Dataset entries:

=== Begin Enclosure ===

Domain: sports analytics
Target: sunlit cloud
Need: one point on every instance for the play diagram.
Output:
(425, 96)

=== End Enclosure ===

== Aim of the task ==
Every line above should be transcribed exactly.

== Task result ==
Domain: sports analytics
Target: sunlit cloud
Need: one point on every instance for the play diagram.
Output:
(425, 96)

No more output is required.